Text block

■ ■ ■

Located in include/luisa/xir/passes/:

  • DCE (Dead Code Elimination): Removes unused computations

  • Mem2Reg: Promotes stack variables to registers

  • Reg2Mem: Converts registers back to memory for complex control flow

  • Outline: Extracts code into separate functions

  • Autodiff: Automatic differentiation transformation

// Example: Mem2Reg pass
void mem2reg_pass(Function* func) {
    // Analyze alloca sites
    // Promote to registers where possible
    // Insert phi nodes at merge points
}

Shader Compilation Pipeline

The full compilation flow:

1. User defines Kernel/Callable in C++
   ↓
2. Lambda executes, records AST via FunctionBuilder
   ↓
3. AST is finalized into a Function object
   ↓
4. device.compile(kernel) is called
   ↓
5. Backend converts AST to platform source (PTX, HLSL, MSL, LLVM IR)

■ ■ ■

What you will do
a) In the text on compiler passes, what does the Reg2Mem pass do?
b) Reproduce the text on compiler passes from "The full compilation" to "MSL, LLVM IR)".

Source data
■ ■ ■

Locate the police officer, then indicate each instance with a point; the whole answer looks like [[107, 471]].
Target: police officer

■ ■ ■

Set of answers
a) It converts registers back to memory for complex control flow.

b)
The full compilation flow:

1. User defines Kernel/Callable in C++
   ↓
2. Lambda executes, records AST via FunctionBuilder
   ↓
3. AST is finalized into a Function object
   ↓
4. device.compile(kernel) is called
   ↓
5. Backend converts AST to platform source (PTX, HLSL, MSL, LLVM IR)